** start of SUPPLIED ENTRIES **
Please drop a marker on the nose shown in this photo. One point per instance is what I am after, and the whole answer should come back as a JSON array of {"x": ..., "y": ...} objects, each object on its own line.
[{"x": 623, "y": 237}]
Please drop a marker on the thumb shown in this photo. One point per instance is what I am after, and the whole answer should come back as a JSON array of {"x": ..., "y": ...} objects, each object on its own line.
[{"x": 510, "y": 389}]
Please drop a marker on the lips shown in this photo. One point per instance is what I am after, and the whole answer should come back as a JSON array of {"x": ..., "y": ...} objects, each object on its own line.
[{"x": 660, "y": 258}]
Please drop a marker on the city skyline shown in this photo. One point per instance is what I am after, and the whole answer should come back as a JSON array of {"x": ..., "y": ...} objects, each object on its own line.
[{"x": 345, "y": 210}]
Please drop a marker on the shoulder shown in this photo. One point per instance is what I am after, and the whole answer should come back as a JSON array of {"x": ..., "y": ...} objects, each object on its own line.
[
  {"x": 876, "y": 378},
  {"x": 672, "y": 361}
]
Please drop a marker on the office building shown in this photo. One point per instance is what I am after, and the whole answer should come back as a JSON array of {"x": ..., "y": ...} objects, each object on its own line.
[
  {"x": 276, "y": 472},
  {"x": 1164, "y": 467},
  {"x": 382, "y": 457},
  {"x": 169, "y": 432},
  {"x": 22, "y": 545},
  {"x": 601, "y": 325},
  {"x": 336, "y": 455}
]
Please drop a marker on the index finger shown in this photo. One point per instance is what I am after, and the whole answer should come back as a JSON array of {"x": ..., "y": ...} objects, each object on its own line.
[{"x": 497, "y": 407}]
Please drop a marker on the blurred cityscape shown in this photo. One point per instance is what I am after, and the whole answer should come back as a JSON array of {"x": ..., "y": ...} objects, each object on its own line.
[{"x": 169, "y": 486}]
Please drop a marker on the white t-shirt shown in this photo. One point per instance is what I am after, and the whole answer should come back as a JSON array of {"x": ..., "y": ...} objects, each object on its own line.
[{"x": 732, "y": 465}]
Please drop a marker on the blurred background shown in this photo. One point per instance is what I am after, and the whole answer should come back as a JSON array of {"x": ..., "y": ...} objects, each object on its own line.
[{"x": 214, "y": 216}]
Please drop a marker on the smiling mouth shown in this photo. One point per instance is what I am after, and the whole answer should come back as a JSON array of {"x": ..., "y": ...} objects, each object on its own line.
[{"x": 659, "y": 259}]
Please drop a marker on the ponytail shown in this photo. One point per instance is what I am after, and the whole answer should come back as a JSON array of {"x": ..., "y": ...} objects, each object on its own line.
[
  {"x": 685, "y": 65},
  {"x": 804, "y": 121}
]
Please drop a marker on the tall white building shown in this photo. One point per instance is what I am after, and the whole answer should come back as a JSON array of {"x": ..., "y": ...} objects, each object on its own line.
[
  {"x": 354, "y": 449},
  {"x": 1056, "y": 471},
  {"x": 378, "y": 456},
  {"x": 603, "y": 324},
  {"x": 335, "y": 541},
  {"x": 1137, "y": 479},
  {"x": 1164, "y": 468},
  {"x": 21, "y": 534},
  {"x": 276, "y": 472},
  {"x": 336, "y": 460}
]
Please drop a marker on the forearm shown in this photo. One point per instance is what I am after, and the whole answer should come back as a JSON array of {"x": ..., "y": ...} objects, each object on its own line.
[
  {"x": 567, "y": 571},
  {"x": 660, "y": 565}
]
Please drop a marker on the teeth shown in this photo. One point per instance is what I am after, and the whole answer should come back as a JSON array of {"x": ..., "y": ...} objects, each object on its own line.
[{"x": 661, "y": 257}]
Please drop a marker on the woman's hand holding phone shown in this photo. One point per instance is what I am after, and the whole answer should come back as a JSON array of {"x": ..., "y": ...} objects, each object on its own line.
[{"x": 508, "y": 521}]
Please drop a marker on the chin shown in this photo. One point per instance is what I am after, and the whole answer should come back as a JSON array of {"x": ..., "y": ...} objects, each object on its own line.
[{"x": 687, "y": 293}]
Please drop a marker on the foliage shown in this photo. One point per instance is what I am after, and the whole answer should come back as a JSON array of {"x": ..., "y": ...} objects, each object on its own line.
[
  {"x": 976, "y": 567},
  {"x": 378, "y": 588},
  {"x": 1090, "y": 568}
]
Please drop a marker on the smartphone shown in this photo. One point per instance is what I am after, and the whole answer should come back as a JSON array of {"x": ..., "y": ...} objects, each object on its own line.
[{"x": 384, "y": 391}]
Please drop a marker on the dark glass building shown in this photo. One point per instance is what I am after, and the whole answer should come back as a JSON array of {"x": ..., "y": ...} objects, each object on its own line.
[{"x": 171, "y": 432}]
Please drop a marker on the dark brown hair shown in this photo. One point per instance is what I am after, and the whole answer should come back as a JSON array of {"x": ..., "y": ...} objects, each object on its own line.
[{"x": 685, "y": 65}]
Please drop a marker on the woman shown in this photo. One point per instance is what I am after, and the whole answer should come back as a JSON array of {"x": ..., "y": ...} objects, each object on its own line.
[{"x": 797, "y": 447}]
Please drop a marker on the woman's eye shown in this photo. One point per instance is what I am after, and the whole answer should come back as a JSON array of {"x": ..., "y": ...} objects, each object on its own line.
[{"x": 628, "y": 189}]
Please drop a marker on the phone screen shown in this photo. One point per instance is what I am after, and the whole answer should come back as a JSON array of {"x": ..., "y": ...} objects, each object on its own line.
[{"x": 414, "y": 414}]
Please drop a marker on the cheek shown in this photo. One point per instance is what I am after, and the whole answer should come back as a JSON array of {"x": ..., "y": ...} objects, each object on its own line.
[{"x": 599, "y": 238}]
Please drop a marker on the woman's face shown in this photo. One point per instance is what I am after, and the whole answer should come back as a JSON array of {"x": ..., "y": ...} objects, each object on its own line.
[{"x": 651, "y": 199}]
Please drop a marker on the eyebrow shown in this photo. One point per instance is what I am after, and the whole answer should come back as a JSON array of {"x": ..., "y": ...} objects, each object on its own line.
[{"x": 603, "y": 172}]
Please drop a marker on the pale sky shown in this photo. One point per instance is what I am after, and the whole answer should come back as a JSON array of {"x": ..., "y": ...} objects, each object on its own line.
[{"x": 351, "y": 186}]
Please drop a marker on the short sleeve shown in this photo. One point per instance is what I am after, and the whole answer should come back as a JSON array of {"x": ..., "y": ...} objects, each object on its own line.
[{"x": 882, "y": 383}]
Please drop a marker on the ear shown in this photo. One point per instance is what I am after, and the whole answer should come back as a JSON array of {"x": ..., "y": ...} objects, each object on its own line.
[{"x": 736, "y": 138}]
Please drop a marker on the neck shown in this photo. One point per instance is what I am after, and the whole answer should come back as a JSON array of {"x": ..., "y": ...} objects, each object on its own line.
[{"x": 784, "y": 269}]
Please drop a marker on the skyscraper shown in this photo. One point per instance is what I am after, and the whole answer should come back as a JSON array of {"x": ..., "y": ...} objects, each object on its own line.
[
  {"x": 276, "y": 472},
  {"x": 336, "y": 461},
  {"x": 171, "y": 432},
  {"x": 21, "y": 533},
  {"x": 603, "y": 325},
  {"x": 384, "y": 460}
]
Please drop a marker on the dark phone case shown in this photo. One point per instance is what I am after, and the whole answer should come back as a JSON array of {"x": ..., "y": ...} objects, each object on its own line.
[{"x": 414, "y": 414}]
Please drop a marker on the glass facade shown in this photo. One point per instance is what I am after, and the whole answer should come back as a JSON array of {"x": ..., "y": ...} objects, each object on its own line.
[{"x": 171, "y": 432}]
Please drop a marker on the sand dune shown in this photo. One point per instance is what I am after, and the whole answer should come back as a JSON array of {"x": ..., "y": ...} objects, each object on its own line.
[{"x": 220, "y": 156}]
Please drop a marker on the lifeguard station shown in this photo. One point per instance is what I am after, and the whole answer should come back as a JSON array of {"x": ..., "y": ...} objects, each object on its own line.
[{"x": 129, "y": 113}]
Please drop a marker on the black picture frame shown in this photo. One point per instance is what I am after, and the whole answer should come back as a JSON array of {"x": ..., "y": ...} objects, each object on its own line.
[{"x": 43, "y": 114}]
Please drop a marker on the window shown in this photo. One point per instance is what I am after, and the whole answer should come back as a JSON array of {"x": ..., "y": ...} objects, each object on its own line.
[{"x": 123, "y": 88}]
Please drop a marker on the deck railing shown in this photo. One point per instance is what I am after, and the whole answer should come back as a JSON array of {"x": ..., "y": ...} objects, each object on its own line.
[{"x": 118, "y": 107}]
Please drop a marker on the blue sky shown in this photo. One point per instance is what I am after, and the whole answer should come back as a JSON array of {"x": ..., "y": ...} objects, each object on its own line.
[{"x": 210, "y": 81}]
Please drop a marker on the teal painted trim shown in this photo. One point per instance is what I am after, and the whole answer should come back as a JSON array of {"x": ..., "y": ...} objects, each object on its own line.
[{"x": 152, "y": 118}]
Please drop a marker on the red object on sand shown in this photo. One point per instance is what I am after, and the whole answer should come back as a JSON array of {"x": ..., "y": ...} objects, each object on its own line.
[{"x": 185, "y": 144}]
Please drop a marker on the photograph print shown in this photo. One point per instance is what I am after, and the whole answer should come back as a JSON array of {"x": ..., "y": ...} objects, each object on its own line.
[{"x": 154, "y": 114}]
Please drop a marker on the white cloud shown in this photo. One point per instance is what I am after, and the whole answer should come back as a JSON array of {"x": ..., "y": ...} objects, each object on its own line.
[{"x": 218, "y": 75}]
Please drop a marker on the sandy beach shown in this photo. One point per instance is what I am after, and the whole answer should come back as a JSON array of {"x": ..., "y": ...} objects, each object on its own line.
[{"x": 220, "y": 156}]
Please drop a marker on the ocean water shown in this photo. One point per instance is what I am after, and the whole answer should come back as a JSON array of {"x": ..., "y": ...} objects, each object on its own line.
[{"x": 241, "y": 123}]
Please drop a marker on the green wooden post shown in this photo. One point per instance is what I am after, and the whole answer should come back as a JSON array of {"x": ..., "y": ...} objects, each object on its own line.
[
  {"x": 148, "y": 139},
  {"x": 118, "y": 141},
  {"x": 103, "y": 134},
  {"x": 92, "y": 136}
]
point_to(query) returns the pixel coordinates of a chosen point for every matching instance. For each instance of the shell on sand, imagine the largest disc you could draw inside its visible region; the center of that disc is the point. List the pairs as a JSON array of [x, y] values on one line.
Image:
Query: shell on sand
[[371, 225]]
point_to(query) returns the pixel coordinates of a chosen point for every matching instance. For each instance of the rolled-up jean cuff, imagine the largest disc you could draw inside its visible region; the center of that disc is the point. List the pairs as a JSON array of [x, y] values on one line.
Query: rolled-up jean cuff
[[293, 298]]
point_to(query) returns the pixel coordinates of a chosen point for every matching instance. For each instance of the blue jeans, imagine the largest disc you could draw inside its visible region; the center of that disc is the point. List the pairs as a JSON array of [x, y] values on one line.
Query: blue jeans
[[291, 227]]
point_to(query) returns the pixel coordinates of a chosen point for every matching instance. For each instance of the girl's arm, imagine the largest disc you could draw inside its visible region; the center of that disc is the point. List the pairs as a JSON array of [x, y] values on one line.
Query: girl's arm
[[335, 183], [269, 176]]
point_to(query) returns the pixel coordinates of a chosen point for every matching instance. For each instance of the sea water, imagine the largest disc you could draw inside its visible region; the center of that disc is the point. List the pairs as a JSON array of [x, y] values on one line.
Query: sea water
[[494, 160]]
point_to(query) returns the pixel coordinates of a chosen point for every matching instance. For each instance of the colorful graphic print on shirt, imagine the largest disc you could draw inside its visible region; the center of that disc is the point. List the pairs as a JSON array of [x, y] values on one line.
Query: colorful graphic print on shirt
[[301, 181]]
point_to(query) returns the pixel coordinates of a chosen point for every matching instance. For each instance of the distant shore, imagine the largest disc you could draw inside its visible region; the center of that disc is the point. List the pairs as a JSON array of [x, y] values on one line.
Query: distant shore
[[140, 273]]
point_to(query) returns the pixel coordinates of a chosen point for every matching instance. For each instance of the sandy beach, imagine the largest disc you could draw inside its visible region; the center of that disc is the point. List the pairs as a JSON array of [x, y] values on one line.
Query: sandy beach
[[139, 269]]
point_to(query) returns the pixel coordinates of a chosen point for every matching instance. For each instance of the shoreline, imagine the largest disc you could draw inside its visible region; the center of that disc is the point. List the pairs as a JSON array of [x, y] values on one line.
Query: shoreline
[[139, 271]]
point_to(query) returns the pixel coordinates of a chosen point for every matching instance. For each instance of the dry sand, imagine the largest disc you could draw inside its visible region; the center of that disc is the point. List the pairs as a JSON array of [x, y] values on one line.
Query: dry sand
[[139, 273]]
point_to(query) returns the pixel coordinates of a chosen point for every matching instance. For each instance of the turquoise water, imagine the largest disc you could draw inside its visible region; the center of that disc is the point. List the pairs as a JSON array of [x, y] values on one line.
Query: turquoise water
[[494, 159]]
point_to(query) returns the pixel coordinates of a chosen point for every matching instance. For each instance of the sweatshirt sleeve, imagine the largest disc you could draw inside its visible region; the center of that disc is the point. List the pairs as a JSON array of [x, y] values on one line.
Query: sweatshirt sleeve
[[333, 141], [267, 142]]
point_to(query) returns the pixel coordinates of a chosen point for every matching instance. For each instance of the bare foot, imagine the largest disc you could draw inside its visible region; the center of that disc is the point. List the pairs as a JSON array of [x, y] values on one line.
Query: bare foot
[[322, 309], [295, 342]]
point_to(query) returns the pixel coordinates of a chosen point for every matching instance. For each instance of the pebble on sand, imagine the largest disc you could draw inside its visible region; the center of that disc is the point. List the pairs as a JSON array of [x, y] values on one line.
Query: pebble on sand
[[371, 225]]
** end of SUPPLIED ENTRIES **
**GOAL:** Among the items above, copy out word for word every line starting with the one that contains "of the sweatshirt" and going on through the one that contains "[[322, 309], [295, 342]]", with both of those lines included.

**COMPLETE ANSWER:**
point_to(query) returns the pixel coordinates of a chosen point for every matching instance. For each instance of the sweatshirt sleeve, imagine the largest disc you could draw inside its visible region; the center of that disc is the point. List the pairs as a JSON array of [x, y] values on one line.
Query: sweatshirt sleeve
[[333, 141], [267, 142]]
point_to(query) returns the pixel coordinates of a chosen point for every matching instance. For each instance of the bare foot, imagine the largest disc you could draw inside its visible region; the center of that disc is the point. List the pairs as a JSON array of [x, y] values on one line.
Query: bare foot
[[322, 309], [295, 342]]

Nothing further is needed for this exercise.